• **Fragmento para leer**:
+++

Bacon desnudándonos | Andrea Reyes de Prado



Desencajada la mandíbula, en un instante de accidente Francis Bacon arroja un feroz ángulo negro sobre el violáceo rostro fantasmal. Tormenta de morados y rosas como anillos de Saturno, indirigibles, infinitos, presos. Y brevísimos azules como luz espectral. El corazón en sacudida, violenta elipse su cuerpo. Gira y gira su mano, en tensión, se agita y grita todo su ser en silencio, impregnado de azar, en trance, consumado y consumido, desquebrajado, entregado al Infierno o Paraíso. Pintar se vuelve sinónimo de éxtasis. Vocación maldita latiendo. Tras el último asalto se detiene. Y respira. Exhala lo que queda de ráfaga dentro de sí, de vida en carne viva. La mandíbula encaja de nuevo en su hueco nato, desequilibrándose en ese torpe ascenso del rostro amoratado, recién nacido en el cosmos, que acaba de crear. En ese agujero negro ya palpita el vacío humano.

+++

• **Haz esto**: Prolonga el texto sobre Francis Bacon en pleno acto de pintar, empezando justo después de su última frase.

• **Listado proporcionado**:
+++

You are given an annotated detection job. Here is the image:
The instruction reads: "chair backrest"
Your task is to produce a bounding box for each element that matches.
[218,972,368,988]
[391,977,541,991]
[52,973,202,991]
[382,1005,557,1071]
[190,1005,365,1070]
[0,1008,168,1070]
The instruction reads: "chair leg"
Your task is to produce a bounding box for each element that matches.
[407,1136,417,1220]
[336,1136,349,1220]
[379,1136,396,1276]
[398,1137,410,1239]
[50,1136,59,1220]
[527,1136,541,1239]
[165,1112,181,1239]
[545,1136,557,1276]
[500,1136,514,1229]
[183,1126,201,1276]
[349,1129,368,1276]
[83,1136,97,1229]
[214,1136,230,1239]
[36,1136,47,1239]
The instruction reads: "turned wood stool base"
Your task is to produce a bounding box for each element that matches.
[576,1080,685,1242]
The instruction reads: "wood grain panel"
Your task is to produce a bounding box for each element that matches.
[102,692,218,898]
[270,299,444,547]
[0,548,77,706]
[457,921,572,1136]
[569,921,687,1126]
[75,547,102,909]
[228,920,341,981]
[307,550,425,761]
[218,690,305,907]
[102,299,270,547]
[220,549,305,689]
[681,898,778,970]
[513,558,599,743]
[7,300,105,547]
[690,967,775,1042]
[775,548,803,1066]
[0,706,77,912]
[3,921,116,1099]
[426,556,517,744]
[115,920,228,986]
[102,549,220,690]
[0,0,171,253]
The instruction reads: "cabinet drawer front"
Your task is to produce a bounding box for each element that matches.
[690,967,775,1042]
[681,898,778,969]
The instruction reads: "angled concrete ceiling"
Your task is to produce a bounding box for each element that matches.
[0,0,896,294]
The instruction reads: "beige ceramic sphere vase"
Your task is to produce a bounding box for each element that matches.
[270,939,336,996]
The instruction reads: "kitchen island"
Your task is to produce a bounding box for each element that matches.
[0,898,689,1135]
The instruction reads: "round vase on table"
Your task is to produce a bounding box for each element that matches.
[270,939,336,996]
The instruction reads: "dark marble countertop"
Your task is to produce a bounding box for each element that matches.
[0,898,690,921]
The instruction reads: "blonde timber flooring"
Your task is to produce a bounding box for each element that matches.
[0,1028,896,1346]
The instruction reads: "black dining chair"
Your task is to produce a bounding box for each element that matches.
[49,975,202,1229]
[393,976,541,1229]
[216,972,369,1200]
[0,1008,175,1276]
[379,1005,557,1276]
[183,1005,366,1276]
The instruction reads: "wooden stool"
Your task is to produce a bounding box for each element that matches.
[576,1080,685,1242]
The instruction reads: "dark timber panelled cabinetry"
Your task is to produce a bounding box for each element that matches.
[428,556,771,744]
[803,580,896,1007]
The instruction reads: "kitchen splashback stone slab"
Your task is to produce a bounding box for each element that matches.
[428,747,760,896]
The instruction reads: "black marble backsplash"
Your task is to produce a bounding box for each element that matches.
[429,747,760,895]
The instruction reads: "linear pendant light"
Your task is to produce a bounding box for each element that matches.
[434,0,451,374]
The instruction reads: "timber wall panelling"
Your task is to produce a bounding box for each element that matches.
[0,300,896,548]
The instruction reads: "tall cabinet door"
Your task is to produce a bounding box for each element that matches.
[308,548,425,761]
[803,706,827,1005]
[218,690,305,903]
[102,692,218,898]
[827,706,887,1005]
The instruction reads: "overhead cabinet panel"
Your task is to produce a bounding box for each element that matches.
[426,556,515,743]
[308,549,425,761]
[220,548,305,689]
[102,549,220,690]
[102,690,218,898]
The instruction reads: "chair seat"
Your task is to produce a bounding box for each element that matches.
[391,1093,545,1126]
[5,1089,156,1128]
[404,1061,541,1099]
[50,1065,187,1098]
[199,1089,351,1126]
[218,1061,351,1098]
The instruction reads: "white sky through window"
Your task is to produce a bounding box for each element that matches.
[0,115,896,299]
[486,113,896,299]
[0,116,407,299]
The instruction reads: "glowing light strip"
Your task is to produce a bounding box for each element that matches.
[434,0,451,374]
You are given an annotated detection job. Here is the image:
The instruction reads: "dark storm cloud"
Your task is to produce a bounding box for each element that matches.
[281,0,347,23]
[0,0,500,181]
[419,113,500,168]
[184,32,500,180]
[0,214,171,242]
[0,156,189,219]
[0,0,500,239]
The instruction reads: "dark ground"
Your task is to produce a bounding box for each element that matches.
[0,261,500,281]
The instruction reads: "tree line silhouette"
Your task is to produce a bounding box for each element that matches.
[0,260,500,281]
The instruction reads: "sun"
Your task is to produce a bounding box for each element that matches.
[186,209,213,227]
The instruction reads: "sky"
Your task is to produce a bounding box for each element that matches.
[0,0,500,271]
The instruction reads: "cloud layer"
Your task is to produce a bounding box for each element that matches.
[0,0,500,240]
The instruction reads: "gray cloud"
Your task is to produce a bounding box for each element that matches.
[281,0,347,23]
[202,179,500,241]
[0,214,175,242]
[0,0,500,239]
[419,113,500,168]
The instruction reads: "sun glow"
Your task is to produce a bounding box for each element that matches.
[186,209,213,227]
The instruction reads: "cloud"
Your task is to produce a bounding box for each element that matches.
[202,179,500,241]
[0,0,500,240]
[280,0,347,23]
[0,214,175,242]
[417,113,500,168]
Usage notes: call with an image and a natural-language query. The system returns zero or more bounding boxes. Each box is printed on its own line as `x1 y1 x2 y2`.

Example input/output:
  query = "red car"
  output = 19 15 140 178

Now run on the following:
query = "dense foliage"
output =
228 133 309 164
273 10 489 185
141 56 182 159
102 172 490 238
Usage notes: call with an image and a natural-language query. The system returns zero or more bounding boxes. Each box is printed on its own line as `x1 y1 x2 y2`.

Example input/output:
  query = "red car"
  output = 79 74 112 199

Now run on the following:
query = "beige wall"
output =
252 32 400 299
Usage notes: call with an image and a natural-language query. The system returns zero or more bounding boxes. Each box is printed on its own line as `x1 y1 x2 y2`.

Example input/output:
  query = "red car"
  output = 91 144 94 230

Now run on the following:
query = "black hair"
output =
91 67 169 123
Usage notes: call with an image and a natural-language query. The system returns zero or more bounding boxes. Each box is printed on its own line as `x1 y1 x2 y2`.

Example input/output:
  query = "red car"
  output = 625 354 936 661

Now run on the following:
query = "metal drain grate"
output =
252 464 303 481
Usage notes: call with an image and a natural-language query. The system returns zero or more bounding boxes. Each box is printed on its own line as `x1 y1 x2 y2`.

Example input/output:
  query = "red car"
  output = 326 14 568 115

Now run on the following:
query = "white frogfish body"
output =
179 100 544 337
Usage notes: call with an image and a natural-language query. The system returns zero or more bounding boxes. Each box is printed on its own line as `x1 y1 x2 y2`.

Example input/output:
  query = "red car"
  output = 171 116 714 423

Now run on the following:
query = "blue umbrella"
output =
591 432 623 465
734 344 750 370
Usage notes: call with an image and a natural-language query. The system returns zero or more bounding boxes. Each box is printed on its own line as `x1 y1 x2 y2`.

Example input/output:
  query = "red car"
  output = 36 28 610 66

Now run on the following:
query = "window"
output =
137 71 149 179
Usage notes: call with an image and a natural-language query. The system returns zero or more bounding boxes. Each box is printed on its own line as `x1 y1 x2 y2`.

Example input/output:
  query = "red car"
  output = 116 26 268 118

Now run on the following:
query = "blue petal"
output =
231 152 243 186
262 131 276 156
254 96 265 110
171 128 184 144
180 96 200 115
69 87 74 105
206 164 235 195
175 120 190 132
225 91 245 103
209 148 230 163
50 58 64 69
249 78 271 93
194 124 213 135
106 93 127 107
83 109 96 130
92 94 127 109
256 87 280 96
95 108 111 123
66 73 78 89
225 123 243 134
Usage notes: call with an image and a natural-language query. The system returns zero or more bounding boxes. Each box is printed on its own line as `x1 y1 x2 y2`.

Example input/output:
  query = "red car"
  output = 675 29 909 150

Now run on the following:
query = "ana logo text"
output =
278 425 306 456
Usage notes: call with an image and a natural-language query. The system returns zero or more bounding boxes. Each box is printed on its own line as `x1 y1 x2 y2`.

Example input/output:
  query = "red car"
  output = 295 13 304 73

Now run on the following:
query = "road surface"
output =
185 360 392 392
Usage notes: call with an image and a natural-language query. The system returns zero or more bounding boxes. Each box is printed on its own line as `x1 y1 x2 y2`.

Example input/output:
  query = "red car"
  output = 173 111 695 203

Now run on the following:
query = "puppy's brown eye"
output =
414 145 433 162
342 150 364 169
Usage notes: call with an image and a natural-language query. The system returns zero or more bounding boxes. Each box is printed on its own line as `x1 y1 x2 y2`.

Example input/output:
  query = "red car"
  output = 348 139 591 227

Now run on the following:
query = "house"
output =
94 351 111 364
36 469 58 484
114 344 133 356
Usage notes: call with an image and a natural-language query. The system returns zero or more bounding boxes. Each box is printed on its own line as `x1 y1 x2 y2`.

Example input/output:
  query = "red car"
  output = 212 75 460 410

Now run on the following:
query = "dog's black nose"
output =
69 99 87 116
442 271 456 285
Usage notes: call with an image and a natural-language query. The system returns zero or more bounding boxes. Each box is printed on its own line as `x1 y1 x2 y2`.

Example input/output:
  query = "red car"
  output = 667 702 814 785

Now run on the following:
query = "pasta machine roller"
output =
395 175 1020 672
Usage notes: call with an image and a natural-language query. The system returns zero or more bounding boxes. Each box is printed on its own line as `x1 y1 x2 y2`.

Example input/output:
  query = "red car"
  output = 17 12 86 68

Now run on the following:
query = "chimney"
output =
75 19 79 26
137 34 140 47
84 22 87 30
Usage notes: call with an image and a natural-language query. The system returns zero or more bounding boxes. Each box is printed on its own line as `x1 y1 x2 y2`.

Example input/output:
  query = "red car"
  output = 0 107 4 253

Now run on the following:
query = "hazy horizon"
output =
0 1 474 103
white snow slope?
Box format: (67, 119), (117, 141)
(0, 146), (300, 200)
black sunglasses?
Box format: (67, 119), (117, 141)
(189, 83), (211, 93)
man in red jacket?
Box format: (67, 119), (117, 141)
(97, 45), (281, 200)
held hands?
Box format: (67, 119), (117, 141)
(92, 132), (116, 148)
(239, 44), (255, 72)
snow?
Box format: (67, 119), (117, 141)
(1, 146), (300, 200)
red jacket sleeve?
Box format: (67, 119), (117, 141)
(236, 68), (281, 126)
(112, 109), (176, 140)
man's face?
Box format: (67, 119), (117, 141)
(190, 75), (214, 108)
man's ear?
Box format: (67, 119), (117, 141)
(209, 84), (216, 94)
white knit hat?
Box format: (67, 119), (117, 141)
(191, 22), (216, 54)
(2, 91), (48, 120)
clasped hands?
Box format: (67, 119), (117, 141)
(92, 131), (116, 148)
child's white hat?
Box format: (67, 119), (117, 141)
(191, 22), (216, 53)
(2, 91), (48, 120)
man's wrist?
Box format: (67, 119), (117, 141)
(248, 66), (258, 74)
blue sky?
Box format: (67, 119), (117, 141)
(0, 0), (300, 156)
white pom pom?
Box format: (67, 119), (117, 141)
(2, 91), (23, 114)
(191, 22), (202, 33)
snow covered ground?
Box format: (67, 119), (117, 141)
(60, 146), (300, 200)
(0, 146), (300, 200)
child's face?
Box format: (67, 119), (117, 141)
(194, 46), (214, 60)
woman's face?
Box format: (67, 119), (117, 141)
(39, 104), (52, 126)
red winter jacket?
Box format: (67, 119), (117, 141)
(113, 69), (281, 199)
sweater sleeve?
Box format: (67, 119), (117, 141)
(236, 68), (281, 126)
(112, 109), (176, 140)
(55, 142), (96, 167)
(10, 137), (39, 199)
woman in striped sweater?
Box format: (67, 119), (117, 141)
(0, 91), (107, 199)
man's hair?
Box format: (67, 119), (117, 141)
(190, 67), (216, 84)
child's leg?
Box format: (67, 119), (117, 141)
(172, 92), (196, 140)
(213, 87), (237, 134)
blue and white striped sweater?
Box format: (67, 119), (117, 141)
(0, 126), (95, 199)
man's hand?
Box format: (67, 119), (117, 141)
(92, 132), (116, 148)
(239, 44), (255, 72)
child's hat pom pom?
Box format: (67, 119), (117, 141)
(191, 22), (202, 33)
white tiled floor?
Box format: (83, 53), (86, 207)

+++

• **Respuesta**:
Entre el caos preciso e indispensable de su estudio, bajo la primera luz de un día, Francis Bacon ha terminado un Papa. Un dibujo de 1989. Aunque terminar es verbo poco apto para él. Sólo cuando sus obras pasan a otras manos y hábitats se rinde, impidiéndose de forma definitiva el regreso a la creación. Un dios incansable, voraz de vida y arte, dios sin fe y sin instinto, su rostro en estallido de llamas, ávido, ciego como el Papa malva que le escruta. Pronto se lo llevará como regalo, junto a otras obras de estos años últimos, a Cristiano Lovatelli Ravarino –quien fue periodista y pareja del pintor. En el lento retorno a la conciencia ignora que, treinta años más tarde, aquella metamorfosis mortal y rosa del Inocencio X de Velázquez se convertirá en la imagen de Francis Bacon. La cuestión del dibujo, exposición con la que el Círculo de Bellas Artes de Madrid reivindica la faceta de dibujante del artista. Y provoca el reencuentro, quizá también sin conocimiento, entre el hombre o mujer que la visita con su monstruo.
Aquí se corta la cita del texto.